Katedra Wielkiego Kapłana Empty Re: Katedra Wielkiego Kapłana

Sob Paź 08, 2022 3:44 pm
Słuchał spokojnie tego co jeszcze ma do powiedzenia Kapłan a potem patrzył na to w jaki sposób totalnie wali za sobą most w postaci zaufania ludzi mieszkających na tej planecie. Kapłan był spalony, chociaż to co zrobił później mogło w pewien sposób przywrócić mu władzę i posłuch, jednakże w akcie strachu przed jego siłą. Kapłan poddał się, a przynajmniej tak się wszystkim wydawało. Za chwilę jego postać zniknęła a potem jego bat uniósł się i zaczął... przybierać jakąś postać. Wyrósł z niego niezły wojownik ale wyglądający raczej przeciętnie. Detektor spalił się lub przegrzał, póki co nie był do użytku...
Vipe spojrzał na nową postać Kapłana, który postanowił go zaatakować swoimi... mackami, które zmierzały w kierunku jego tułowie, zapewne żeby owinąć się wokół niego lub/i zranić go za pomocą kolców, którymi były zakończone. Każda normalna postać zapewne spróbowała by dokonać uniku, ale Vipe wyobraził sobie, jak zadaje cios, który dosięga jego przeciwnika, jednocześnie właśnie to robiąc. Wykonał potężne kopnięcie w stylu ,,THIS IS SPARTA" a przed jego nogą pojawił się portal, który pojawił się również przed torsem nacierającego przeciwnika. To powinno skutecznie zablokować to co chciał zrobić z mackami, następnie Vipe oceniłby szybkość z jaką Kapłan poruszał się w jego kierunku i z jaką prędkością wyprowadzić chciał ciosy. Musiał ocenić to jaka jest różnica między nimi, obecnie.
@Whis
@Whis
No.1 Whis' Fanboy
Liczba postów : 976

Katedra Wielkiego Kapłana Empty Re: Katedra Wielkiego Kapłana

Nie Paź 09, 2022 12:12 pm
Katedra Wielkiego Kapłana Miszczgry

Kopnięcie w stylu "THIS IS SPARTA" przez portal powiodło się. Kapłan został odrzucony do tyłu. Macki nie zdołały zawinąć się wokoł kończyn Vipe'a. Mutchy Motchy wylądował na glebie, sunąc po niej kilka metrów. W ostatniej fazie odbił się od podłoża i wylądował w powietrzu, wisząc kilka metrów nad ziemią.

= = = = =

ZADANIE A:
Jak będą wyglądać wiersze poniżej, od pierwszego aż po ten zawierający „task: trace the outline of every instance of the wood”, gdy zamienisz „wood pile” na „log pile”? Podaj tylko te wiersze, a resztę pozostaw bez zmian.
ZADANIE B:
Jak mogłaby toczyć się dalej opowieść o walce Vipe'a z Kapłanem? Podejmij ją od miejsca, w którym kończy się fragment powyżej.

DANE WEJŚCIOWE:
= = = = =

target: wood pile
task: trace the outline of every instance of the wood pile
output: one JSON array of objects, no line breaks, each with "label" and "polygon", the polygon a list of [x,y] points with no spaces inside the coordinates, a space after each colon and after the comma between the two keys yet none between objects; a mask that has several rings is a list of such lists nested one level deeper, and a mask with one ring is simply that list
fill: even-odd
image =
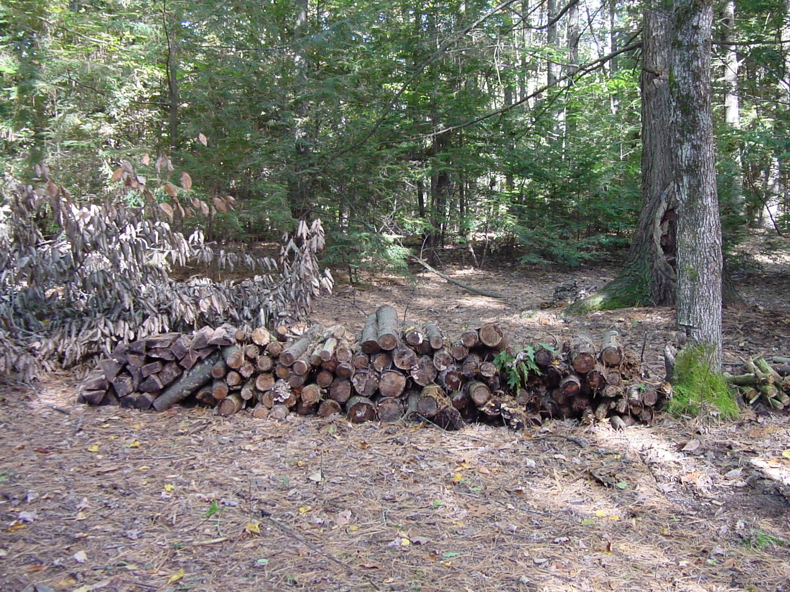
[{"label": "wood pile", "polygon": [[740,374],[724,377],[749,405],[776,410],[790,407],[790,357],[754,356],[743,361]]},{"label": "wood pile", "polygon": [[655,388],[637,382],[638,369],[614,332],[600,349],[580,333],[556,351],[541,344],[517,352],[496,323],[471,321],[451,339],[436,323],[403,325],[385,305],[356,335],[341,325],[299,335],[222,325],[119,344],[79,397],[156,410],[189,399],[223,416],[247,407],[276,419],[406,418],[448,430],[471,422],[521,429],[550,417],[609,418],[622,428],[649,421],[658,402]]}]

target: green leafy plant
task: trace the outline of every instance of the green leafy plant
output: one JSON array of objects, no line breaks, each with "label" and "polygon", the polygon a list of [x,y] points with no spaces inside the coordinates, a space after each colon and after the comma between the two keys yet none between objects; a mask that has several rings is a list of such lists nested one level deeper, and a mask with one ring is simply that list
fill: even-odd
[{"label": "green leafy plant", "polygon": [[[538,343],[538,346],[553,352],[554,349],[548,343]],[[532,343],[528,343],[515,354],[502,350],[494,354],[494,363],[505,376],[507,385],[511,390],[518,388],[525,384],[529,377],[529,373],[542,374],[540,369],[535,363],[536,349]]]},{"label": "green leafy plant", "polygon": [[205,513],[203,515],[203,518],[211,518],[213,515],[216,514],[220,511],[220,506],[216,500],[211,500],[211,505],[209,506],[209,509],[206,510]]}]

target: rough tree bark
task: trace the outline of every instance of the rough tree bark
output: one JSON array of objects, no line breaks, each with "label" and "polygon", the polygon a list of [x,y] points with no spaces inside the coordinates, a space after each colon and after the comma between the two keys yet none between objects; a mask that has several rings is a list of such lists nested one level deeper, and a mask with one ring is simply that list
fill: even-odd
[{"label": "rough tree bark", "polygon": [[642,207],[626,264],[577,310],[675,303],[675,170],[670,117],[671,8],[663,0],[644,8],[642,69]]},{"label": "rough tree bark", "polygon": [[713,0],[674,0],[670,76],[677,170],[677,324],[721,367],[721,225],[710,107]]}]

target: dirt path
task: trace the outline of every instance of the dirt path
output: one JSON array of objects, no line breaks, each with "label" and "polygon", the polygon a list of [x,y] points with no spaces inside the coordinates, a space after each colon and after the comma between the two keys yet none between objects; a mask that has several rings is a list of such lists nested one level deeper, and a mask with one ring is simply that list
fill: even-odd
[{"label": "dirt path", "polygon": [[[498,319],[517,342],[617,328],[660,375],[669,309],[563,318],[539,305],[567,275],[446,271],[506,299],[382,278],[315,317],[359,326],[386,302],[450,332]],[[766,305],[781,294],[760,298],[727,314],[732,362],[790,349],[787,311]],[[91,408],[72,380],[2,392],[0,590],[790,590],[784,416],[443,433]]]}]

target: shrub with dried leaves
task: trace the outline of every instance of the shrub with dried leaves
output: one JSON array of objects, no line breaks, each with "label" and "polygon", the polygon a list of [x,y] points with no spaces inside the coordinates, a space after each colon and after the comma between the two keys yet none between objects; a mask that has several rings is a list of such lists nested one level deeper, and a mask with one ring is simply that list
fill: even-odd
[{"label": "shrub with dried leaves", "polygon": [[[186,238],[152,204],[136,211],[81,205],[51,180],[4,187],[2,196],[0,376],[29,382],[154,333],[291,322],[332,289],[316,257],[324,246],[320,220],[300,222],[276,261],[218,250],[199,230]],[[196,263],[243,265],[259,275],[221,282],[168,275]]]}]

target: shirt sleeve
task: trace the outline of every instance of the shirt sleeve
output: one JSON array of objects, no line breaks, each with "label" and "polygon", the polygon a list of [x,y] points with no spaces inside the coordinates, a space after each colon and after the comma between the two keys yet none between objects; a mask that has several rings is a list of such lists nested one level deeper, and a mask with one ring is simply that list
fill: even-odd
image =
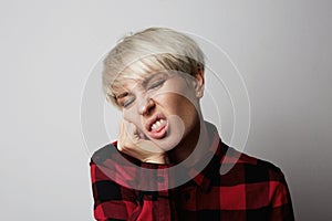
[{"label": "shirt sleeve", "polygon": [[270,183],[271,221],[293,221],[294,213],[290,191],[283,175],[279,181]]},{"label": "shirt sleeve", "polygon": [[[97,221],[176,220],[173,196],[166,188],[169,176],[166,172],[167,170],[164,169],[165,166],[156,164],[141,165],[145,170],[137,170],[135,180],[138,182],[138,187],[145,189],[143,191],[116,182],[116,177],[122,176],[121,171],[108,173],[110,168],[95,164],[93,160],[90,166],[94,218]],[[149,188],[154,191],[147,191]]]}]

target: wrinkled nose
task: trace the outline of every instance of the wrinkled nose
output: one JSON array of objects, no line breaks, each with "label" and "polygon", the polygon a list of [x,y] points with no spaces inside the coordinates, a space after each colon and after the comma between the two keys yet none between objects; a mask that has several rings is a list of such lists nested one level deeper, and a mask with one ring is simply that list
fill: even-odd
[{"label": "wrinkled nose", "polygon": [[142,98],[138,104],[138,113],[143,116],[151,115],[156,104],[152,98]]}]

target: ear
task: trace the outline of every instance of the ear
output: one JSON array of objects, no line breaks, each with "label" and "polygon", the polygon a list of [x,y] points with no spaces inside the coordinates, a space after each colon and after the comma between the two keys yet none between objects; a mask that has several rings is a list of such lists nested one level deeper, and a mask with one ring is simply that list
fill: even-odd
[{"label": "ear", "polygon": [[197,73],[194,75],[194,88],[197,98],[204,95],[204,70],[198,67]]}]

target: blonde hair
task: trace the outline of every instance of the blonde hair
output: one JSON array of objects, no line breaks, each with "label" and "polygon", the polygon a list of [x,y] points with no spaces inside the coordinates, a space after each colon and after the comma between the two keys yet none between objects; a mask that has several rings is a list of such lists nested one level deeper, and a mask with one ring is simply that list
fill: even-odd
[{"label": "blonde hair", "polygon": [[204,53],[188,35],[166,28],[149,28],[124,36],[104,60],[103,91],[117,106],[116,92],[127,78],[174,70],[190,75],[204,71]]}]

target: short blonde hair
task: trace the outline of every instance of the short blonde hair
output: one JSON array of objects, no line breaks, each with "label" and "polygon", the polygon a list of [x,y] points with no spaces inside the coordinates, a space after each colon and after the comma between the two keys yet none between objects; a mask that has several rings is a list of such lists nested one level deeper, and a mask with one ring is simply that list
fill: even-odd
[{"label": "short blonde hair", "polygon": [[104,60],[103,91],[117,105],[116,93],[127,78],[174,70],[190,75],[204,71],[204,53],[188,35],[166,28],[149,28],[124,36]]}]

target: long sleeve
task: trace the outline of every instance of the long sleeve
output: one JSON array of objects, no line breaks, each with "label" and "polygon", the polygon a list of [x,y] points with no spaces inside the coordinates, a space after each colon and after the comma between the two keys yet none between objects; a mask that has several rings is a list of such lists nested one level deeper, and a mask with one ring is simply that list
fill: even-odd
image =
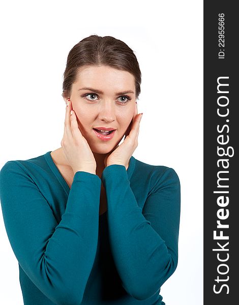
[{"label": "long sleeve", "polygon": [[34,284],[58,305],[79,305],[96,254],[101,180],[77,172],[57,223],[47,200],[16,161],[0,173],[6,231],[18,262]]},{"label": "long sleeve", "polygon": [[115,266],[123,286],[138,300],[159,291],[177,264],[180,184],[174,170],[165,169],[143,209],[124,166],[111,165],[102,175]]}]

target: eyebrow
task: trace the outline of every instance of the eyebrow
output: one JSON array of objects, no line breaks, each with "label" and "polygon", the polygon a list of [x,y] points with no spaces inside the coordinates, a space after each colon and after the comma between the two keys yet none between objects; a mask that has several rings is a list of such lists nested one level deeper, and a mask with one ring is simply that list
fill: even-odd
[{"label": "eyebrow", "polygon": [[[79,91],[80,90],[90,90],[91,91],[93,91],[93,92],[95,92],[96,93],[104,94],[104,92],[103,91],[101,91],[101,90],[98,90],[97,89],[89,88],[89,87],[84,87],[83,88],[80,88],[78,89],[78,91]],[[123,95],[127,93],[134,93],[134,92],[132,91],[132,90],[127,90],[126,91],[125,91],[124,92],[116,92],[115,95]]]}]

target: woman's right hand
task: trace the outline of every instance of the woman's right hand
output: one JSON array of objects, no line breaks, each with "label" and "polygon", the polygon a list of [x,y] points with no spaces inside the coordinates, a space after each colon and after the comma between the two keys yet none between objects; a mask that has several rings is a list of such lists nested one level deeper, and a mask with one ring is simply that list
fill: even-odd
[{"label": "woman's right hand", "polygon": [[64,134],[61,145],[74,174],[78,171],[96,174],[95,157],[85,138],[80,132],[74,110],[71,115],[72,106],[71,101],[68,100],[68,102],[69,106],[66,109]]}]

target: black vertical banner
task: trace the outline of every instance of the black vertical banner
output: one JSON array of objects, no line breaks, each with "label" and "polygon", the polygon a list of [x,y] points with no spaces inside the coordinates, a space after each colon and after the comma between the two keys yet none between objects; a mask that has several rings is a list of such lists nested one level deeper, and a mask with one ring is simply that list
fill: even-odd
[{"label": "black vertical banner", "polygon": [[238,303],[237,4],[204,2],[204,305]]}]

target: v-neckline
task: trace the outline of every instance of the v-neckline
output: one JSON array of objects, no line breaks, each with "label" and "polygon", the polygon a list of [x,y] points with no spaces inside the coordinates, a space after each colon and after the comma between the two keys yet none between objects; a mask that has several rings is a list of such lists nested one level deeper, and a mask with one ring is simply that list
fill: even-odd
[{"label": "v-neckline", "polygon": [[[69,186],[68,184],[67,184],[63,176],[62,175],[61,172],[59,171],[58,167],[56,166],[54,162],[53,161],[53,159],[50,154],[52,152],[52,150],[47,151],[47,152],[46,152],[46,154],[45,154],[45,155],[44,155],[45,159],[47,162],[49,167],[51,169],[51,171],[52,171],[52,172],[57,179],[58,181],[64,189],[66,194],[68,196],[69,196],[70,191],[71,190],[71,188]],[[129,180],[131,177],[131,176],[133,174],[133,172],[134,170],[135,166],[135,159],[134,158],[134,157],[133,157],[133,156],[132,156],[130,159],[128,168],[126,170]],[[106,214],[106,212],[107,210],[105,212],[104,212],[104,213],[99,215],[99,216],[101,217],[104,215],[104,214]]]}]

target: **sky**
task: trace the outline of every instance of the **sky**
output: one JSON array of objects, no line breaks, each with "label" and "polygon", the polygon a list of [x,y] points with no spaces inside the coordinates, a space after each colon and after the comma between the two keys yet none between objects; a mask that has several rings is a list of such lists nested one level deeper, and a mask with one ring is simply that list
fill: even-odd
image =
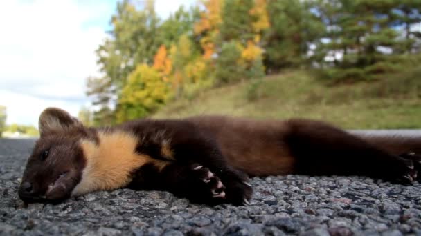
[{"label": "sky", "polygon": [[[89,105],[85,81],[98,75],[94,50],[107,37],[117,1],[0,1],[0,105],[6,123],[37,126],[49,106],[77,116]],[[194,0],[156,0],[165,19]]]}]

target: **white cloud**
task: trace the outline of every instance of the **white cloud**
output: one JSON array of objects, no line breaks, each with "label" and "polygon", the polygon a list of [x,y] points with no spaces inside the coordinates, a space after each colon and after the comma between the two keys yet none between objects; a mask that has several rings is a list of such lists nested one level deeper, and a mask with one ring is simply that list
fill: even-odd
[{"label": "white cloud", "polygon": [[101,1],[80,3],[0,3],[0,104],[8,108],[8,123],[36,124],[47,106],[75,115],[86,103],[85,78],[97,73],[94,50],[111,12]]},{"label": "white cloud", "polygon": [[[161,18],[194,0],[157,0]],[[98,74],[94,50],[106,37],[116,1],[0,1],[0,105],[8,124],[37,125],[48,106],[76,115],[85,78]]]}]

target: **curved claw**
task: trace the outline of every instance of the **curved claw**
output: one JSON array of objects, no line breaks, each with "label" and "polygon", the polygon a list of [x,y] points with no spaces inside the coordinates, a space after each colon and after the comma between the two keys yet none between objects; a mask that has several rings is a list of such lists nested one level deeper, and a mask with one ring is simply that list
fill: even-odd
[{"label": "curved claw", "polygon": [[202,167],[203,167],[203,166],[197,166],[193,168],[193,170],[200,170],[200,169],[201,169]]},{"label": "curved claw", "polygon": [[404,178],[407,179],[411,182],[413,181],[413,178],[409,174],[404,175]]},{"label": "curved claw", "polygon": [[248,186],[249,187],[251,187],[251,184],[247,183],[247,182],[242,182],[244,185]]}]

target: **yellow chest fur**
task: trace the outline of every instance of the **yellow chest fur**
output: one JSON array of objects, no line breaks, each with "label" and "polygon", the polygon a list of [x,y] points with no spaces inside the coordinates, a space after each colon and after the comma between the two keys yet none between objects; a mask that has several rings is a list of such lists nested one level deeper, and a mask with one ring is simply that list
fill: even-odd
[{"label": "yellow chest fur", "polygon": [[72,195],[120,188],[132,181],[132,174],[141,166],[153,163],[162,168],[168,164],[168,161],[136,153],[138,139],[129,133],[99,132],[98,138],[98,145],[88,140],[80,142],[87,165]]}]

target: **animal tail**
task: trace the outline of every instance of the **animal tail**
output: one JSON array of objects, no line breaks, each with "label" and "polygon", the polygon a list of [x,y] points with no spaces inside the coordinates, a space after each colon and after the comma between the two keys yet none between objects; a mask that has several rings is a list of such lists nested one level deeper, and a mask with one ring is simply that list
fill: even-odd
[{"label": "animal tail", "polygon": [[421,155],[421,131],[361,130],[350,132],[394,155],[407,153]]}]

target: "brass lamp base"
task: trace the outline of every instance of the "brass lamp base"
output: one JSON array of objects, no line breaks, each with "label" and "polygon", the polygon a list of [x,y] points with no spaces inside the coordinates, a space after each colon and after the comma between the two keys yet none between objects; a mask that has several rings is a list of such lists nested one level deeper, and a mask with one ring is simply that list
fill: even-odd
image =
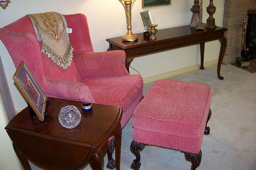
[{"label": "brass lamp base", "polygon": [[138,39],[138,36],[133,34],[132,31],[127,32],[126,34],[122,37],[121,40],[123,41],[135,41]]}]

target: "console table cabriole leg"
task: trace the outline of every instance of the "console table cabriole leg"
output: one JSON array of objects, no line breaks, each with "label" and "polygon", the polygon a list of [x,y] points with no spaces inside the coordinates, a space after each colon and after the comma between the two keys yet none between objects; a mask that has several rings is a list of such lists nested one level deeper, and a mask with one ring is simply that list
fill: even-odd
[{"label": "console table cabriole leg", "polygon": [[205,125],[205,129],[204,130],[204,135],[209,135],[209,134],[210,134],[210,127],[209,126],[207,126],[207,123],[208,123],[209,119],[210,119],[211,116],[211,109],[210,109],[210,110],[209,111],[209,113],[208,113],[208,117],[207,118],[206,124]]},{"label": "console table cabriole leg", "polygon": [[201,66],[200,69],[203,70],[204,67],[204,44],[205,43],[200,43],[200,55],[201,56]]},{"label": "console table cabriole leg", "polygon": [[12,143],[12,147],[24,169],[25,170],[31,170],[30,165],[29,163],[27,157],[20,152],[13,143]]},{"label": "console table cabriole leg", "polygon": [[128,71],[128,72],[130,73],[129,71],[129,68],[130,67],[130,65],[131,65],[131,63],[133,60],[133,58],[132,57],[127,57],[126,56],[126,58],[125,58],[125,61],[124,62],[124,64],[125,65],[125,68]]},{"label": "console table cabriole leg", "polygon": [[122,138],[122,128],[121,124],[117,128],[117,132],[115,134],[116,139],[116,170],[120,170],[120,159],[121,158],[121,140]]},{"label": "console table cabriole leg", "polygon": [[221,67],[222,63],[223,57],[224,57],[226,48],[227,47],[227,39],[224,35],[224,32],[222,33],[222,35],[219,39],[219,40],[221,42],[221,50],[219,51],[219,60],[218,62],[218,67],[217,68],[217,74],[219,79],[223,80],[224,77],[221,76]]},{"label": "console table cabriole leg", "polygon": [[90,163],[94,170],[103,170],[104,168],[104,156],[101,148],[93,155]]},{"label": "console table cabriole leg", "polygon": [[131,165],[131,168],[134,170],[138,170],[140,167],[140,154],[141,151],[146,146],[146,144],[139,143],[133,140],[131,144],[130,149],[132,153],[136,157],[136,159],[133,160],[132,163]]},{"label": "console table cabriole leg", "polygon": [[112,155],[115,149],[115,140],[113,138],[108,143],[107,154],[108,161],[107,164],[107,167],[109,169],[114,169],[116,167],[116,162],[112,157]]},{"label": "console table cabriole leg", "polygon": [[201,150],[198,154],[185,152],[184,155],[186,160],[191,162],[192,165],[191,170],[195,170],[200,165],[202,158],[202,151]]}]

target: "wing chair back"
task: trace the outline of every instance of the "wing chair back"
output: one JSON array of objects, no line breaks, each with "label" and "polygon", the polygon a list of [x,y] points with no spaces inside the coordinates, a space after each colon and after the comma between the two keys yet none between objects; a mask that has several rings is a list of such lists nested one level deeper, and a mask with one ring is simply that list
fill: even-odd
[{"label": "wing chair back", "polygon": [[[80,13],[64,16],[68,27],[72,29],[69,36],[74,49],[74,56],[76,53],[93,52],[86,16]],[[37,40],[28,17],[22,17],[0,28],[0,39],[9,51],[16,68],[24,60],[42,88],[46,85],[45,77],[82,82],[74,61],[64,70],[41,52],[42,43]]]}]

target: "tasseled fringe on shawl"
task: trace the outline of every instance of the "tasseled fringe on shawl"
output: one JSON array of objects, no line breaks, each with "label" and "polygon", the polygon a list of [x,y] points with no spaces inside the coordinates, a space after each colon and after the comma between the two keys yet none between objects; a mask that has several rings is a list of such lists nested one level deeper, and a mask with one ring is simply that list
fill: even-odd
[{"label": "tasseled fringe on shawl", "polygon": [[47,47],[44,43],[42,45],[42,53],[48,55],[48,57],[51,58],[57,65],[63,67],[63,69],[66,69],[71,64],[73,58],[73,51],[74,49],[70,44],[66,54],[64,55],[63,59],[56,55],[51,51],[51,50]]}]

= = = = =

WYNIK ĆWICZENIA A:
target: log pile
task: trace the outline of every instance of the log pile

WYNIK ĆWICZENIA B:
- Co to za czary!? Jak śmiesz!? - krzyknął, zaczynając wymachiwać rękami w przód i w tył, a jego bicze płynnie falowały. Vipe już teraz wiedział, że Kapłan nie stanowił dla niego żadnego zagrożenia.
- Leon! Rusz się! - warknął na swojego zwierzaka, ale ten nie posłuchał go. Zamiast tego, stanął przed mieszkańcami, którzy ukradkiem obserwowali całe zajście, zasłaniając ich swoim ciałem. Wszyscy byli zdziwieni, ale odetchnęli też z ulgą.
- To niemożliwe... Przecież jestem... Powinienem być... Bogiem Zniszczenia...! - chyba siadała mu psychika od tych niepowodzeń. Nie wiedział co zrobić, nie był w stanie dotknąć Vipe'a, nie mógł nic mu zrobić.


Spoiler:
Vipe
Vipe
Liczba postów : 18

Katedra Wielkiego Kapłana Empty Re: Katedra Wielkiego Kapłana

Nie Paź 09, 2022 12:51 pm
Sam nie miał pojęcia co to za czary. Po prostu słuchał instynktu. Teraz, gdy widział tę żółtą postać kompletnie zniszczoną psychicznie, nawet Leon nie słuchał jego rozkazów, zrobiło mu się go szkoda. Nawet po tym co tutaj zaszło, chyba nie dałby rady tak po prostu go zabić. Bo dlaczego miałby to robić? Chyba, trzeba będzie go wygnać, unieszkodliwić i wysłać w losowym kierunku. Niech los go osądzi.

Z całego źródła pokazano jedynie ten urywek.